EXERCISE PROMPT: Return every line of the data that contains the word "woman", matching case exactly.

RECORDS FOR THIS EXERCISE:
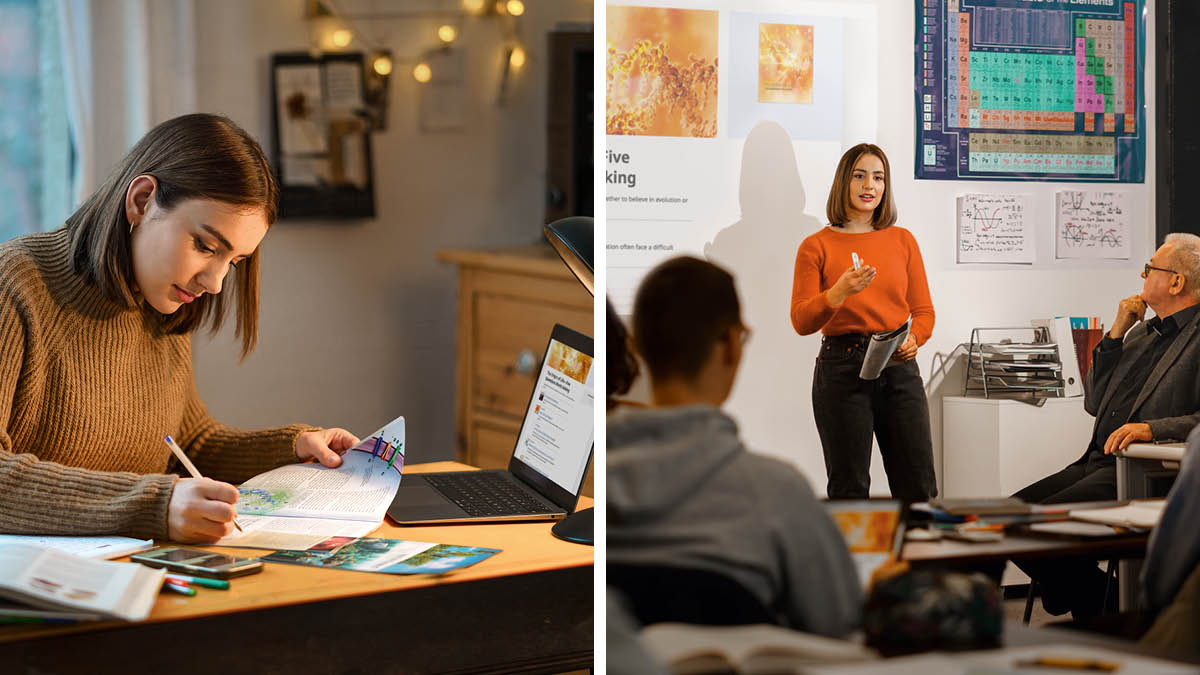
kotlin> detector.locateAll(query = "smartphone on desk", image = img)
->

* * *

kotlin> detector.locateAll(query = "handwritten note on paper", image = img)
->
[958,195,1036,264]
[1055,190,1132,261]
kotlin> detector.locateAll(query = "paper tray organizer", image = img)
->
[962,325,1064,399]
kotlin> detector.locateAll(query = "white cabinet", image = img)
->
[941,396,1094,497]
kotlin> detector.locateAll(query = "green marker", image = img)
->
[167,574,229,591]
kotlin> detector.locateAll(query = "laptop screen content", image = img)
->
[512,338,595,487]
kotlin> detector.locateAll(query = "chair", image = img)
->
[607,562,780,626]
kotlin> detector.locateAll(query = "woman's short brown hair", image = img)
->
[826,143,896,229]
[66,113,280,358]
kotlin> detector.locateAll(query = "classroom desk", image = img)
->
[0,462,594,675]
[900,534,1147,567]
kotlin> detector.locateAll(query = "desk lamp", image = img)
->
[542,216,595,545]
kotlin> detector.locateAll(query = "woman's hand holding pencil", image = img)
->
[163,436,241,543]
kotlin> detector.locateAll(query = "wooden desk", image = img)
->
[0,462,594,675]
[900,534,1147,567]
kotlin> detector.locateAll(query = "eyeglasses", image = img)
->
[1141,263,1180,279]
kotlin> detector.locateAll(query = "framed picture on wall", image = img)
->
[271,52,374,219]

TASK SOLUTION:
kotlin> detector.locateAll(query = "woman's short brown hair", image = img)
kotlin> detector.locateAll(query = "woman's hand holding pencil", image = img)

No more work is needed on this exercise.